Begin Listed entries

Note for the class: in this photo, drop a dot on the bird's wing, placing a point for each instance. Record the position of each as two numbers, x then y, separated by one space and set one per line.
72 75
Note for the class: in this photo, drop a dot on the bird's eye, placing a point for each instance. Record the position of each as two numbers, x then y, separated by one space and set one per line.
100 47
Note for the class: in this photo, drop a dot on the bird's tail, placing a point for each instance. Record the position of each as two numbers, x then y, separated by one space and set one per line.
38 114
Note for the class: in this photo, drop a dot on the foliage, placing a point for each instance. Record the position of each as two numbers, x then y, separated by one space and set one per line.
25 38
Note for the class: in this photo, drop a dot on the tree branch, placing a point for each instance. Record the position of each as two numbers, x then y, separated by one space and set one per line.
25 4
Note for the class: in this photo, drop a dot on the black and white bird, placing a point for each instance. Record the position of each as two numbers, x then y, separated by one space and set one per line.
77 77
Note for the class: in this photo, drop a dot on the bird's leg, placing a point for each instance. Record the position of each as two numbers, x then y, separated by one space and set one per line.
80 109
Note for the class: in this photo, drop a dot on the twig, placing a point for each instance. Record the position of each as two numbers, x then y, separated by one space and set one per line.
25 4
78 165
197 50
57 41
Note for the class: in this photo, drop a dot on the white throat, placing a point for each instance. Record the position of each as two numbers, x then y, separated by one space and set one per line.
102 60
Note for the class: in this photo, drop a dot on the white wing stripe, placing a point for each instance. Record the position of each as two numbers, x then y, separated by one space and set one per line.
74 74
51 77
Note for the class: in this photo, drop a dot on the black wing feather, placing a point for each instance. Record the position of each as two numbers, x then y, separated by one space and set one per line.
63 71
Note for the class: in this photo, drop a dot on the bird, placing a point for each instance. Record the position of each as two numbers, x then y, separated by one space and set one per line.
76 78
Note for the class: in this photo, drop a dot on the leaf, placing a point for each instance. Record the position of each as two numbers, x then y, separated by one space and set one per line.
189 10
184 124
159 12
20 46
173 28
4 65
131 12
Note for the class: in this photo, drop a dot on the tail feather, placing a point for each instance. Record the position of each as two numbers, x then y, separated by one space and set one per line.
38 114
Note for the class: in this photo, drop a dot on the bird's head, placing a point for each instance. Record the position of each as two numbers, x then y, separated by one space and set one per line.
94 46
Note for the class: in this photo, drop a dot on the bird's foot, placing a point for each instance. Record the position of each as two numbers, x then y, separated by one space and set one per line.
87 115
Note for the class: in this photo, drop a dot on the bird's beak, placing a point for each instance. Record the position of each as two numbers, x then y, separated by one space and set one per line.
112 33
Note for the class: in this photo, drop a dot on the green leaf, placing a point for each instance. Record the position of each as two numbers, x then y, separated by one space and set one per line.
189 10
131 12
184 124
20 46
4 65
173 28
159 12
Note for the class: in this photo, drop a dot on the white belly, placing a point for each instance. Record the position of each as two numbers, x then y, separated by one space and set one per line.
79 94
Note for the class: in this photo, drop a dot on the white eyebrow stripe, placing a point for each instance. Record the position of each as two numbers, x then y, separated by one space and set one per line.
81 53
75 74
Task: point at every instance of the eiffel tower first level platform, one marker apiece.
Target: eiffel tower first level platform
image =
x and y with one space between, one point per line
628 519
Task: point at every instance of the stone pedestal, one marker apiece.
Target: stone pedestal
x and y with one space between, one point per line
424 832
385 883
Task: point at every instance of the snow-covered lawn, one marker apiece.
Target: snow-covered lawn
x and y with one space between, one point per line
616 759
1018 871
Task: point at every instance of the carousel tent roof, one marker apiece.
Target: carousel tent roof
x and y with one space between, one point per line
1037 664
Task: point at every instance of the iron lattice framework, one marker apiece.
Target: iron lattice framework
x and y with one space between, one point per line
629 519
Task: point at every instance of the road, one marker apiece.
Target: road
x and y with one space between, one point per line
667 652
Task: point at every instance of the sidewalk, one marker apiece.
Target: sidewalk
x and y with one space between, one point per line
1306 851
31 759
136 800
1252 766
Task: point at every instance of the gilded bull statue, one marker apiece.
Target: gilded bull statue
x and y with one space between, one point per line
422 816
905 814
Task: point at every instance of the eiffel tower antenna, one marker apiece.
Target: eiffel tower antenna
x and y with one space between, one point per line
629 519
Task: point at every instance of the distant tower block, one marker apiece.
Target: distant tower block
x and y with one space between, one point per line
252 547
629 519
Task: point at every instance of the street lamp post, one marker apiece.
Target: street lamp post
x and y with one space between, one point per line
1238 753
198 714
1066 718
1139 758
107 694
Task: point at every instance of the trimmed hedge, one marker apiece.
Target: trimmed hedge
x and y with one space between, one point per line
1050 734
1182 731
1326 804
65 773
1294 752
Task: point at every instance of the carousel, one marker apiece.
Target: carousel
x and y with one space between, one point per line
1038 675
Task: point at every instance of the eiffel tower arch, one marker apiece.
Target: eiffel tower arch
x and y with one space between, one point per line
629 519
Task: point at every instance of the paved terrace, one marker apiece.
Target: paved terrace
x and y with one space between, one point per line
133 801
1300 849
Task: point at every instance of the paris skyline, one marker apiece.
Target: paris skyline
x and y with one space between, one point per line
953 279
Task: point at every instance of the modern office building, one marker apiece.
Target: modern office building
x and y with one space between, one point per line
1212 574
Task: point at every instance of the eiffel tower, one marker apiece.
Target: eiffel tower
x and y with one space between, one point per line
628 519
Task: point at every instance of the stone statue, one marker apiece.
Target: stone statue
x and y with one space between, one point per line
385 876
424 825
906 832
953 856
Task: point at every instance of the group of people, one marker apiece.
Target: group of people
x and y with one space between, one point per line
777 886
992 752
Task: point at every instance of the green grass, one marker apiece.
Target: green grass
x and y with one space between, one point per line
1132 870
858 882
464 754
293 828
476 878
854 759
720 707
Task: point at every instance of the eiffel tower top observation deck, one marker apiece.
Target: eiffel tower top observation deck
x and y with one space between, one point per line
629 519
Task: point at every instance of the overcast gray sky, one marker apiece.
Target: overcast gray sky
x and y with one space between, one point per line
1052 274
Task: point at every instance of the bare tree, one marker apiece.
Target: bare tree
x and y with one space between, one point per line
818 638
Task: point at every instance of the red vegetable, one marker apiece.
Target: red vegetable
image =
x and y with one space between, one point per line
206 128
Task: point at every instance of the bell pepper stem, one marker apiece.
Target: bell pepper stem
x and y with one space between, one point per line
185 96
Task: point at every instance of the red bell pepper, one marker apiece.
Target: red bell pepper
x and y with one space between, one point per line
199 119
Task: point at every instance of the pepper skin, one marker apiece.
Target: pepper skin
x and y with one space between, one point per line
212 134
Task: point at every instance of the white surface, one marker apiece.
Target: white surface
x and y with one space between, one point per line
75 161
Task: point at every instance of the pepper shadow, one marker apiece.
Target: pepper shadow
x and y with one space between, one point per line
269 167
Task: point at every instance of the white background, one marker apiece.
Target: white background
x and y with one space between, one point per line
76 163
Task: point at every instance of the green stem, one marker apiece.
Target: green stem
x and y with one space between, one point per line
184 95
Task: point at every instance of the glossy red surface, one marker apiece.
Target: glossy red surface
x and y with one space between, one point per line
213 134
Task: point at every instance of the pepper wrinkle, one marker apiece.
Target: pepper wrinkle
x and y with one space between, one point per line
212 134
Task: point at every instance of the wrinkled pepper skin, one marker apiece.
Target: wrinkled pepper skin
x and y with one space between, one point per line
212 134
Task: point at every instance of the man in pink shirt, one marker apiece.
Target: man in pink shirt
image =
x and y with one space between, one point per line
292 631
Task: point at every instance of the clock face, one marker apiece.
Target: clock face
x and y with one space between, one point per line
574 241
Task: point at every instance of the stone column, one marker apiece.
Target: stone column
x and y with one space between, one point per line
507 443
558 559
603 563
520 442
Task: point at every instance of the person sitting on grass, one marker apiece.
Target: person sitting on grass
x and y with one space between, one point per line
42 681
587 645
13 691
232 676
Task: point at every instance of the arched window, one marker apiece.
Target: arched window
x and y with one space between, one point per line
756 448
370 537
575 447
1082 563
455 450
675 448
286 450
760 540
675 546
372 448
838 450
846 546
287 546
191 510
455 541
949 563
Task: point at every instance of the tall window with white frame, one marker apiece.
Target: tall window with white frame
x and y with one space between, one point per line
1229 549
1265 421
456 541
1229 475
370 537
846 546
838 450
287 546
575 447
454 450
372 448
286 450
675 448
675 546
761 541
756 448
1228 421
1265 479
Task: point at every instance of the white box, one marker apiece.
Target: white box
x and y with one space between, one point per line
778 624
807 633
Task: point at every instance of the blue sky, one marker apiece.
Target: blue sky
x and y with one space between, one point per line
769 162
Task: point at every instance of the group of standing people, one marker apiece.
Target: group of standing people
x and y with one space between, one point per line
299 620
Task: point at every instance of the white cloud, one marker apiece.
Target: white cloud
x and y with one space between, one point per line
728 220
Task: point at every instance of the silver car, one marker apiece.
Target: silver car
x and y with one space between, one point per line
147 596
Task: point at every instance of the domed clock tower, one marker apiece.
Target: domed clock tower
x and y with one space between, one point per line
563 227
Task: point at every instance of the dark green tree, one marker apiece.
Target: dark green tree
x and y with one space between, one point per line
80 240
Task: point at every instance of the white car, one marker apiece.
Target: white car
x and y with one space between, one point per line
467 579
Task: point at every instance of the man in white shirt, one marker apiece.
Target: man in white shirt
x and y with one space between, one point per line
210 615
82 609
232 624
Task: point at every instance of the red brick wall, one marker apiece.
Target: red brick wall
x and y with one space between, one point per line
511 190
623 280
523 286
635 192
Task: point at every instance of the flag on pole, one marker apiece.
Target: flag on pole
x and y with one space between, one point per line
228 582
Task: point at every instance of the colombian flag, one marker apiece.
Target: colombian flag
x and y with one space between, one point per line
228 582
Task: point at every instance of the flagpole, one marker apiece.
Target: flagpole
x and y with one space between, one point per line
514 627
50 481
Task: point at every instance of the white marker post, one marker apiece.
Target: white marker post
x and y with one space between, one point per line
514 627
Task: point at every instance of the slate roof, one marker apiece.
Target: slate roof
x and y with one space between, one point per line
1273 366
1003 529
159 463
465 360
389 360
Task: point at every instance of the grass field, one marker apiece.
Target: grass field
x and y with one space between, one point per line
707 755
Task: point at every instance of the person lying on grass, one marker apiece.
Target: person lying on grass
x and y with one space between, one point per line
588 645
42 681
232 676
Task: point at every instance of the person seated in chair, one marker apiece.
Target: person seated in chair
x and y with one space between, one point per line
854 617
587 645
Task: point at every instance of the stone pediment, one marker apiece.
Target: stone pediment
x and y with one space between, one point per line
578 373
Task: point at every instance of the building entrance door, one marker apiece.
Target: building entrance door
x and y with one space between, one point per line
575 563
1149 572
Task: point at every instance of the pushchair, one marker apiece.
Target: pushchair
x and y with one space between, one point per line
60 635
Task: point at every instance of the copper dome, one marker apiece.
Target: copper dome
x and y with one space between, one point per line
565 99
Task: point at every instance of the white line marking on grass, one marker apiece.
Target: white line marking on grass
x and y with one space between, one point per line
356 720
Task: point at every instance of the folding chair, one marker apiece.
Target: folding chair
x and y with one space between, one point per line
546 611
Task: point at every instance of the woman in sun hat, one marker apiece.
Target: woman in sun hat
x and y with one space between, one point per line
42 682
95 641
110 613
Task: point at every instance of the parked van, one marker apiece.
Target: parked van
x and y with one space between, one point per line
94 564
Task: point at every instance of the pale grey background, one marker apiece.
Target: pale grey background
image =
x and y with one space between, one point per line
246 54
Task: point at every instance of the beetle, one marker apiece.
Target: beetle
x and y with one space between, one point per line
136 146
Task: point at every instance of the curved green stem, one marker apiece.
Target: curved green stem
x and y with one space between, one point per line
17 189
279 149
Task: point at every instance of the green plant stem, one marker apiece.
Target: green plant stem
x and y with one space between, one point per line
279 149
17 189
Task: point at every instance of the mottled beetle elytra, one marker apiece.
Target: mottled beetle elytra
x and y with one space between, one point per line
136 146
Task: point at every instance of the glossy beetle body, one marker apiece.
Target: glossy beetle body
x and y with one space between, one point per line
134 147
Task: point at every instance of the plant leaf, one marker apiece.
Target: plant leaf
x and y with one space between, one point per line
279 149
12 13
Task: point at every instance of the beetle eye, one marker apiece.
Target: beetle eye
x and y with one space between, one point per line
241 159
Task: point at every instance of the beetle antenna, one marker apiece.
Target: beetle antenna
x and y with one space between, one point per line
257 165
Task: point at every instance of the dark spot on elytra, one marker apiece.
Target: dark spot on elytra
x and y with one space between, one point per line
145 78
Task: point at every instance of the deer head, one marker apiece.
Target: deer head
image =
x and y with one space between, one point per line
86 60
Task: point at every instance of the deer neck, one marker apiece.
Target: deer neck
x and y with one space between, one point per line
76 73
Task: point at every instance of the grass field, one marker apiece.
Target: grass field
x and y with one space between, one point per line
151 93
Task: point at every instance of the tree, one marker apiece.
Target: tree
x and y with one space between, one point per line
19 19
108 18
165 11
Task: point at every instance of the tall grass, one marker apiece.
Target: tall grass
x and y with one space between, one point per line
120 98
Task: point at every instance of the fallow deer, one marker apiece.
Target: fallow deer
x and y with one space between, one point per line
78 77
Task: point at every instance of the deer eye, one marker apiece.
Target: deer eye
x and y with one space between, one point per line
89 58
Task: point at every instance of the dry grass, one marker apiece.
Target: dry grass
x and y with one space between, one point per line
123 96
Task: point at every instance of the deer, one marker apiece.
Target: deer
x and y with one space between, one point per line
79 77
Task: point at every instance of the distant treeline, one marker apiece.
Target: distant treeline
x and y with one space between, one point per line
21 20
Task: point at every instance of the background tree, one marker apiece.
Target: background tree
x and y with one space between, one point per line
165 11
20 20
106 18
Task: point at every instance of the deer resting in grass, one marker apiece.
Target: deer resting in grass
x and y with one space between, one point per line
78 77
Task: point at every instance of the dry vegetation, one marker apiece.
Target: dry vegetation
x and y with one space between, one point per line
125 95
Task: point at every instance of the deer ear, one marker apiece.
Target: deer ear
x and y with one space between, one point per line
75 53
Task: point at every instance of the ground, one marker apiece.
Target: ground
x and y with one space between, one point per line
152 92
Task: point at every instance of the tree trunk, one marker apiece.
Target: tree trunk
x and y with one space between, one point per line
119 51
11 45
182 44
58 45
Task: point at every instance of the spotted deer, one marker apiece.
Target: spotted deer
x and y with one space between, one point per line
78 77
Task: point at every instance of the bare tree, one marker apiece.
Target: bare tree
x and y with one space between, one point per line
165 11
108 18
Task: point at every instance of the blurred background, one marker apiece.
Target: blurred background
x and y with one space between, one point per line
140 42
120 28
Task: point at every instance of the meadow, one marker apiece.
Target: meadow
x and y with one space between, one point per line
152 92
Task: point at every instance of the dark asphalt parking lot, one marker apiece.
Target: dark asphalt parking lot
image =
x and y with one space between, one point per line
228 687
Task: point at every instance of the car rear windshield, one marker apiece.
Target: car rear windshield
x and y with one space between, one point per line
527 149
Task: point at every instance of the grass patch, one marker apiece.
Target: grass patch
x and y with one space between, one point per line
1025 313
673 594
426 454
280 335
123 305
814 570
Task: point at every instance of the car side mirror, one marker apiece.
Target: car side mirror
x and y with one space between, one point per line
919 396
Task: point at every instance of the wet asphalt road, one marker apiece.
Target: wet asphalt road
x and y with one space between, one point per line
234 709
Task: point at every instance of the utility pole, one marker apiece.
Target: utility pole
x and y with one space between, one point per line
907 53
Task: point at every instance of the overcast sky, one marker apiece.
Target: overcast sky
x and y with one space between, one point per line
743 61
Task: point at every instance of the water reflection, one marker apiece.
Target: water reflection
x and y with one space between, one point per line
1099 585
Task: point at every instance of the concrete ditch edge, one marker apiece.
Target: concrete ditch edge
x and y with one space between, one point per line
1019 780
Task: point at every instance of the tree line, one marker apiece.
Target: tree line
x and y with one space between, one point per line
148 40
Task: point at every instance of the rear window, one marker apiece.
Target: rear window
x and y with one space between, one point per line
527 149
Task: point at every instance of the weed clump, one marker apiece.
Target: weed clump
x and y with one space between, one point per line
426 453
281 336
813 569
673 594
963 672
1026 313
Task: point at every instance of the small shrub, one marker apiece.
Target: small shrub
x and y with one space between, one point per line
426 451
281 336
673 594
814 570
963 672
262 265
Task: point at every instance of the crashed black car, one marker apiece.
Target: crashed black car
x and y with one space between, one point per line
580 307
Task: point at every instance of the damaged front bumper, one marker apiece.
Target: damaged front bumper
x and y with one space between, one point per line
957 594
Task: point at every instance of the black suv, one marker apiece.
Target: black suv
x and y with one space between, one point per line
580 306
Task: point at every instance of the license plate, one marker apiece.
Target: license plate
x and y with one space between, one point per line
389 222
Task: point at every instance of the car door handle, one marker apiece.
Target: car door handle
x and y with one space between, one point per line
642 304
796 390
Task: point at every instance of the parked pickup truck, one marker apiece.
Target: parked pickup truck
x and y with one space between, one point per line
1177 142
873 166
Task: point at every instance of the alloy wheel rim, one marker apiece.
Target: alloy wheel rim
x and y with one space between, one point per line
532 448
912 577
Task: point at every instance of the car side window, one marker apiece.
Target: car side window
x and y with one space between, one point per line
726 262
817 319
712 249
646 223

End Listed entries

▸ Stated exercise: Your task is to write out the lines from the one with "Task: point at every instance of the license" through the end of the records, exactly and with nothing added.

▸ Problem solution:
Task: point at every instance of the license plate, one marker apiece.
Target: license plate
x and y with one space between, one point per line
389 222
Task: point at every instance of the car door handle, one marker apiece.
Target: car door handle
x and y with one space between, one point per line
642 304
796 390
Task: point at every instance of the parked pickup truck, one marker apiece.
Target: parked pickup truck
x and y with one space between, one point per line
1177 142
873 166
Task: point at every instance of the alloy wheel rim, one marker apiece.
Target: alloy wheel rim
x and y with one space between, one point per line
532 448
912 577
Task: point at every instance of the car side window, one marker apiece.
Target: car side window
x and y with one space between, one point per line
726 262
817 319
712 249
646 223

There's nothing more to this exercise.